## OBJECTIF VISÉ
Réécrivez plus brièvement le paragraphe de l'extrait qui commence par « Combien d'entre nous », en gardant ses faits principaux.

## EXTRAIT FOURNI
# # # #

Quelque troupeau de bétail osseux, buvant l’eau salée et allant en file indienne devant ce même lagon ponctué de bateaux de pêche ou de loisir, n'échappent, pour leur part, à nos clichés.
Combien d’entre nous (je m’inclus par empathie et sans cynisme aucun), européens engourdis sous les cieux moroses de l’automne naissant, ne rêveraient d’échanger leur place avec ces heureux bovins.
Sur cette carte postale, nous pourrions affubler les bêtes d’une bulle qui nous dirait en substance : « mettez vous à la PAJE, tournez la PAJE, faites PAJE blanche.. ; »

# # # #

## DONNÉES FOURNIES
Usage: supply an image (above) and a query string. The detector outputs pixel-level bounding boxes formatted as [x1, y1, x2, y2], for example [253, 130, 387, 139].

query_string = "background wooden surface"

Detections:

# # # #

## SOLUTION PROPOSÉE
Beaucoup d'Européens, dont moi (par empathie, sans cynisme), engourdis sous le ciel morose du début de l'automne, rêveraient de prendre la place de ces heureux bovins.